Your objective => Can you recast the listing below as a Markdown table with the columns "Row" and "Line", numbering each line and skipping blank ones? Leave any pictures out of the table.

(Region outline entries)
= = =
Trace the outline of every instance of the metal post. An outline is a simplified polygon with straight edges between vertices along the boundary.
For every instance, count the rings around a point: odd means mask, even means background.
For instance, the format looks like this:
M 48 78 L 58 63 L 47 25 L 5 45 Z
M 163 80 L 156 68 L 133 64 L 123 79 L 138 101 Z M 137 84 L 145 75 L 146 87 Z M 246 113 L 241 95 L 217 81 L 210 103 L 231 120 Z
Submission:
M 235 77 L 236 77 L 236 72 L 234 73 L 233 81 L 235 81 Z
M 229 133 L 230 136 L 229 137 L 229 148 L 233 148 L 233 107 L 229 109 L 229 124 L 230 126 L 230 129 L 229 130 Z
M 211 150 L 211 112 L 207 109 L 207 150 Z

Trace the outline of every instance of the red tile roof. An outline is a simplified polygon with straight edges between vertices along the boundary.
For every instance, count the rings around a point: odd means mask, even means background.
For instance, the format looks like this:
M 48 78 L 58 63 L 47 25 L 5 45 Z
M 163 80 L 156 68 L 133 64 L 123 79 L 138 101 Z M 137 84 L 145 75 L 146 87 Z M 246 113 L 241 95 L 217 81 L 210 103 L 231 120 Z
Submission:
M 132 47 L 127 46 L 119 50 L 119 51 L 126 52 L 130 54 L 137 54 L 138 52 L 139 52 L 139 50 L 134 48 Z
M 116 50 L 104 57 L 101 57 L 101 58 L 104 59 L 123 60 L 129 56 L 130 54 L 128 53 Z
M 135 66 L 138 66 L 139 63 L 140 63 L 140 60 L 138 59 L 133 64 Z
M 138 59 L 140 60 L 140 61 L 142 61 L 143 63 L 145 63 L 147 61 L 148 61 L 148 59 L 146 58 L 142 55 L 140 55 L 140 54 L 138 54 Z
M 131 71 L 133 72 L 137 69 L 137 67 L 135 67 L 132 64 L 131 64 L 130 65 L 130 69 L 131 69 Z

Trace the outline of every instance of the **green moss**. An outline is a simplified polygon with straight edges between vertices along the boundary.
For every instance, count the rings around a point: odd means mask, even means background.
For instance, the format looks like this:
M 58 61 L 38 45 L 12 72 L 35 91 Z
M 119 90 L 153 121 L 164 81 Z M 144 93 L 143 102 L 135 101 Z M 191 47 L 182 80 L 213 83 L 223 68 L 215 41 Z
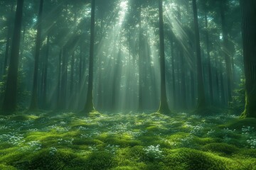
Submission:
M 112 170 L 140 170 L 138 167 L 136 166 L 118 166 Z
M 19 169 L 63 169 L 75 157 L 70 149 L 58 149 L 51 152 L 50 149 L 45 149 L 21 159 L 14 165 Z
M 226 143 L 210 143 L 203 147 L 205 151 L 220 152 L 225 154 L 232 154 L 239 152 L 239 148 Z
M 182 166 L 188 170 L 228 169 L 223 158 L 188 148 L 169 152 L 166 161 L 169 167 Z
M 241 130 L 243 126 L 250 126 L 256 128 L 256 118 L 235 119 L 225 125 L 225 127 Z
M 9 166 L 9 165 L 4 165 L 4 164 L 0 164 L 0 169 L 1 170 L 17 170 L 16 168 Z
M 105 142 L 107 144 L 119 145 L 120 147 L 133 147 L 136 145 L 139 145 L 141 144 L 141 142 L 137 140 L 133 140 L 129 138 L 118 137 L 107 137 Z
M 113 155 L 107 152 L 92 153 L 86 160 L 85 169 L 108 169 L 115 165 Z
= = =
Solution to this exercise =>
| Row | Line |
|---|---|
| 1 | Trace the outline of every instance of the metal post. An outline is a simplified polygon with straight edges between vertices along the boundary. |
| 2 | For every instance, count the rings around a point: odd means mask, even means background. |
| 3 | For instance, the format looks like this: |
| 4 | M 48 78 L 58 63 L 47 25 L 5 45 Z |
| 5 | M 163 80 L 156 68 L 133 64 L 123 79 L 138 101 Z M 137 84 L 145 75 L 146 87 Z M 246 113 L 241 95 L 217 81 L 210 103 L 231 120 Z |
| 6 | Submission: |
| 7 | M 235 77 L 236 77 L 236 72 L 234 73 L 233 81 L 235 81 Z |
| 8 | M 229 133 L 230 136 L 229 137 L 229 148 L 233 148 L 233 107 L 229 109 L 229 124 L 230 126 L 230 129 L 229 130 Z |
| 9 | M 211 150 L 211 112 L 207 109 L 207 150 Z |
| 10 | Trace the outline of every instance of the red tile roof. An outline is a simplified polygon with straight edges between vertices along the boundary. |
| 11 | For every instance, count the rings around a point: odd means mask, even means background. |
| 12 | For instance, the format looks like this: |
| 13 | M 48 78 L 58 63 L 47 25 L 5 45 Z |
| 14 | M 163 80 L 156 68 L 133 64 L 123 79 L 138 101 Z M 137 84 L 145 75 L 146 87 Z M 246 113 L 241 95 L 217 81 L 210 103 L 231 120 Z |
| 15 | Submission: |
| 16 | M 132 47 L 127 46 L 119 50 L 119 51 L 126 52 L 130 54 L 137 54 L 138 52 L 139 52 L 139 50 L 134 48 Z |
| 17 | M 116 50 L 104 57 L 101 57 L 101 58 L 104 59 L 123 60 L 129 56 L 130 54 L 128 53 Z |
| 18 | M 135 66 L 138 66 L 139 63 L 140 63 L 140 60 L 138 59 L 133 64 Z |
| 19 | M 138 59 L 140 60 L 140 61 L 142 61 L 143 63 L 145 63 L 147 61 L 148 61 L 148 59 L 146 58 L 142 55 L 140 55 L 140 54 L 138 54 Z |
| 20 | M 131 71 L 133 72 L 137 69 L 137 67 L 135 67 L 132 64 L 131 64 L 130 65 L 130 69 L 131 69 Z |
| 21 | Trace the outline of every instance of the **green moss**. An outline is a simplified polygon with straight edges between vertices along the boundary. |
| 22 | For every instance, count the rings around a point: odd means mask, even means background. |
| 23 | For instance, the format looks like this: |
| 24 | M 58 61 L 38 45 L 12 72 L 35 91 Z |
| 25 | M 119 90 L 153 121 L 164 81 Z M 144 93 L 143 102 L 135 101 Z M 191 47 L 182 80 L 213 83 L 223 68 L 215 41 Z |
| 26 | Submission: |
| 27 | M 112 170 L 140 170 L 138 167 L 136 166 L 118 166 Z |
| 28 | M 19 169 L 63 169 L 75 157 L 70 149 L 58 149 L 51 152 L 50 149 L 45 149 L 21 159 L 14 165 Z |
| 29 | M 226 143 L 210 143 L 203 147 L 205 151 L 220 152 L 225 154 L 232 154 L 239 152 L 239 148 Z |
| 30 | M 182 166 L 188 170 L 228 169 L 223 158 L 188 148 L 169 152 L 166 161 L 169 167 Z |
| 31 | M 241 130 L 243 126 L 250 126 L 256 128 L 256 118 L 235 119 L 225 125 L 225 127 Z |
| 32 | M 9 166 L 9 165 L 4 165 L 4 164 L 0 164 L 0 169 L 1 170 L 17 170 L 16 168 Z |
| 33 | M 105 142 L 107 144 L 119 145 L 120 147 L 133 147 L 136 145 L 139 145 L 141 144 L 141 142 L 137 140 L 133 140 L 129 138 L 118 137 L 107 137 Z |
| 34 | M 113 155 L 107 152 L 92 153 L 86 160 L 85 169 L 108 169 L 115 165 Z |